§ **INSTRUCTION**: Arrange everything from the line containing "[locate] apartment building" down to the last line below as a JSON list of strings, one string per line, with blank lines omitted. Leave the pictures out of the answer.

§ **MATERIAL PROVIDED**:
— start —
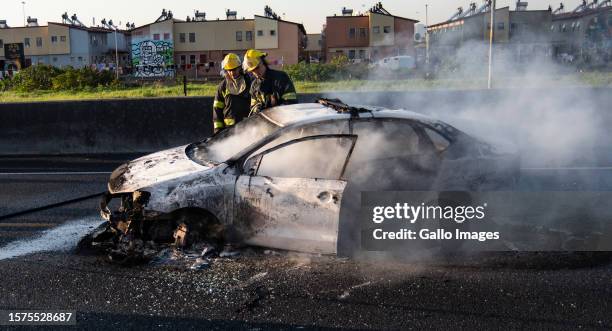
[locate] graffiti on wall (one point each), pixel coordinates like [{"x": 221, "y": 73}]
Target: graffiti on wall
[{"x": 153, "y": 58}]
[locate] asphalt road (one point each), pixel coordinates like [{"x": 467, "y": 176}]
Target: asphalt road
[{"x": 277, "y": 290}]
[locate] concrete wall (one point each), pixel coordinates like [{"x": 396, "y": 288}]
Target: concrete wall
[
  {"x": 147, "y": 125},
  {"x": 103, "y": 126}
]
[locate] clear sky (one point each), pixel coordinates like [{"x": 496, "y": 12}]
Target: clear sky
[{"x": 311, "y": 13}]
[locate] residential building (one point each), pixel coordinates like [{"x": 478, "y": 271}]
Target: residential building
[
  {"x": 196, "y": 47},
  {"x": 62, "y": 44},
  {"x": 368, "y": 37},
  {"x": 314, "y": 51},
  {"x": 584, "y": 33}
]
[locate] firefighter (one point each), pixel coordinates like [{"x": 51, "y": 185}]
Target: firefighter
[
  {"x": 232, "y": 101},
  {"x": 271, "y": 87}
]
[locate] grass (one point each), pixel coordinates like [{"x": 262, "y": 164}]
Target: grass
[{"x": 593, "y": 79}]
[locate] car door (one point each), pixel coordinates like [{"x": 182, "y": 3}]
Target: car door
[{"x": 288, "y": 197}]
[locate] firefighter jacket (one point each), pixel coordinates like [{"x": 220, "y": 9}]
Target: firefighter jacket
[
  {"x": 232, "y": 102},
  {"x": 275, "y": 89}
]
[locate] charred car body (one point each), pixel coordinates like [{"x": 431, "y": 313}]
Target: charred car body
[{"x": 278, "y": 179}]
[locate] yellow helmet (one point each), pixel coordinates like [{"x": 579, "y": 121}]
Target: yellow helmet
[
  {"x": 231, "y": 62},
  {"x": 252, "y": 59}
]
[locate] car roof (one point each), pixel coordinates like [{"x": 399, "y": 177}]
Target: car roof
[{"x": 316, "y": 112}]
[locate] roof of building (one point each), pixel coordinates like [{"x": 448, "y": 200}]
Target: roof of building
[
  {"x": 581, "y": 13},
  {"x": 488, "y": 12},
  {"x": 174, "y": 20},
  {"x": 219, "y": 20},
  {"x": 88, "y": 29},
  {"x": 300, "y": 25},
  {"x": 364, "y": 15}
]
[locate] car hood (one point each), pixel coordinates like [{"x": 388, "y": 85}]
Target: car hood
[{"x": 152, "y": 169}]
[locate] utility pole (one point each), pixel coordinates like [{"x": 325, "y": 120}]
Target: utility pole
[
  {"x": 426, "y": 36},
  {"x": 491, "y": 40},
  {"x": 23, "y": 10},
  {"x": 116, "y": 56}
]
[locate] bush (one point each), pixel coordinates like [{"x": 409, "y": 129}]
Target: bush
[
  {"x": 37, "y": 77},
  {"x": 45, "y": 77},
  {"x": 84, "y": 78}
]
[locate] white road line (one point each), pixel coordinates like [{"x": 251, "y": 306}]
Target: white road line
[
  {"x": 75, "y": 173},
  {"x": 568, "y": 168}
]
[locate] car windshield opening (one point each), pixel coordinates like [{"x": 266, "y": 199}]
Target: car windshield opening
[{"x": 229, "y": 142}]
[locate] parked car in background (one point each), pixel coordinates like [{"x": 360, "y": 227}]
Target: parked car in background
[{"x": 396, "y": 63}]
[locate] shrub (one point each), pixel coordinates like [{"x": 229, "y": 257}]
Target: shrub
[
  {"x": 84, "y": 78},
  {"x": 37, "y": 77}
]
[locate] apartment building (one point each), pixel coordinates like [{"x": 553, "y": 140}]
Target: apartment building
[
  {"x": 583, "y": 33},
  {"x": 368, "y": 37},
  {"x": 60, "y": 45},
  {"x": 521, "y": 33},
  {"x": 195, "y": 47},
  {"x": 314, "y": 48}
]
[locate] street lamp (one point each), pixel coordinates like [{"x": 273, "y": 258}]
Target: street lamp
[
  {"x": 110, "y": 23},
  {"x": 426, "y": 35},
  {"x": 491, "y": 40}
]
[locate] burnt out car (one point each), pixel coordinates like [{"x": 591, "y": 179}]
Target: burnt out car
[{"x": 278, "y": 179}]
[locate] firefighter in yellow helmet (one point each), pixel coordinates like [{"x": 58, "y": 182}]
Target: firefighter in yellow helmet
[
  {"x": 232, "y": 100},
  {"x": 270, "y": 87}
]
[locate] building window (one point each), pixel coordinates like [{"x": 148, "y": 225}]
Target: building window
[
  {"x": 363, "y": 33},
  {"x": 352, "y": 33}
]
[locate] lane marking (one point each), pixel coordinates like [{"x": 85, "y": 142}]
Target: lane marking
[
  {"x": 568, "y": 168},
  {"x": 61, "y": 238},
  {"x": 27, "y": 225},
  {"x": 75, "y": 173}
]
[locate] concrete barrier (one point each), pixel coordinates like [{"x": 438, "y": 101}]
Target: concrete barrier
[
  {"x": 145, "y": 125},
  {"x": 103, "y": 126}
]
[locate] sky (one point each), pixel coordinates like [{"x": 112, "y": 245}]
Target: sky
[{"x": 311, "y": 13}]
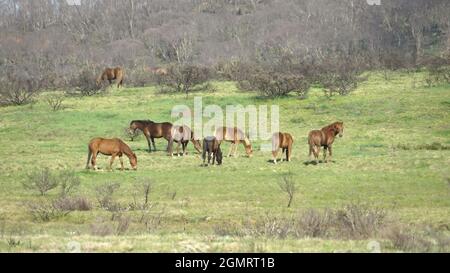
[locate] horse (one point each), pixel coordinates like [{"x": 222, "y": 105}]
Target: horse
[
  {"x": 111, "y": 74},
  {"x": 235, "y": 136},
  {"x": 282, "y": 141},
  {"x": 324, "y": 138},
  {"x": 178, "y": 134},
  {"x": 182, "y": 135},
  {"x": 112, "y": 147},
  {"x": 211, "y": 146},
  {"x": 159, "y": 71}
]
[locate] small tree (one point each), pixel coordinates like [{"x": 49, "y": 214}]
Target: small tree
— end —
§ **FINISHED ANSWER**:
[
  "[locate] apartment building (one point each), pixel coordinates like [{\"x\": 553, \"y\": 140}]",
  "Target: apartment building",
  "[",
  "  {\"x\": 583, \"y\": 33},",
  "  {\"x\": 368, \"y\": 37},",
  "  {\"x\": 60, \"y\": 45},",
  "  {\"x\": 521, \"y\": 33},",
  "  {\"x\": 195, \"y\": 47},",
  "  {\"x\": 314, \"y\": 48}",
  "]",
  "[locate] street lamp (one point each), pixel coordinates like [{\"x\": 273, \"y\": 258}]",
  "Target: street lamp",
  "[",
  "  {\"x\": 110, \"y\": 23},",
  "  {\"x\": 426, \"y\": 35},",
  "  {\"x\": 491, \"y\": 40}",
  "]",
  "[locate] burnt out car (one point each), pixel coordinates like [{\"x\": 591, \"y\": 179}]",
  "Target: burnt out car",
  "[{\"x\": 278, \"y\": 179}]",
  "[locate] firefighter in yellow helmet (one point each), pixel coordinates like [{\"x\": 58, \"y\": 182}]",
  "Target: firefighter in yellow helmet",
  "[",
  "  {\"x\": 232, \"y\": 100},",
  "  {\"x\": 270, \"y\": 87}",
  "]",
  "[locate] building window (one point each), pixel coordinates like [{\"x\": 148, \"y\": 225}]",
  "Target: building window",
  "[",
  "  {\"x\": 363, \"y\": 33},",
  "  {\"x\": 352, \"y\": 33}",
  "]",
  "[locate] lane marking (one point each), pixel coordinates like [{\"x\": 85, \"y\": 142}]",
  "Target: lane marking",
  "[",
  "  {\"x\": 568, \"y\": 168},",
  "  {\"x\": 61, \"y\": 238},",
  "  {\"x\": 27, \"y\": 225},",
  "  {\"x\": 75, \"y\": 173}",
  "]",
  "[locate] concrete barrier (one point each), pixel coordinates like [{\"x\": 438, \"y\": 101}]",
  "Target: concrete barrier",
  "[",
  "  {\"x\": 145, \"y\": 125},",
  "  {\"x\": 103, \"y\": 126}",
  "]",
  "[locate] sky (one point each), pixel coordinates like [{\"x\": 112, \"y\": 245}]",
  "Target: sky",
  "[{\"x\": 311, \"y\": 13}]",
  "[locate] horse (one point each), pixel coordinates like [{\"x\": 222, \"y\": 105}]",
  "Target: horse",
  "[",
  "  {\"x\": 111, \"y\": 74},",
  "  {\"x\": 235, \"y\": 136},",
  "  {\"x\": 282, \"y\": 141},",
  "  {\"x\": 324, \"y\": 138},",
  "  {\"x\": 178, \"y\": 134},",
  "  {\"x\": 182, \"y\": 135},",
  "  {\"x\": 112, \"y\": 147},",
  "  {\"x\": 211, \"y\": 146},",
  "  {\"x\": 159, \"y\": 71}",
  "]",
  "[locate] small tree (one point each), pixel coordinates like [{\"x\": 49, \"y\": 214}]",
  "Target: small tree"
]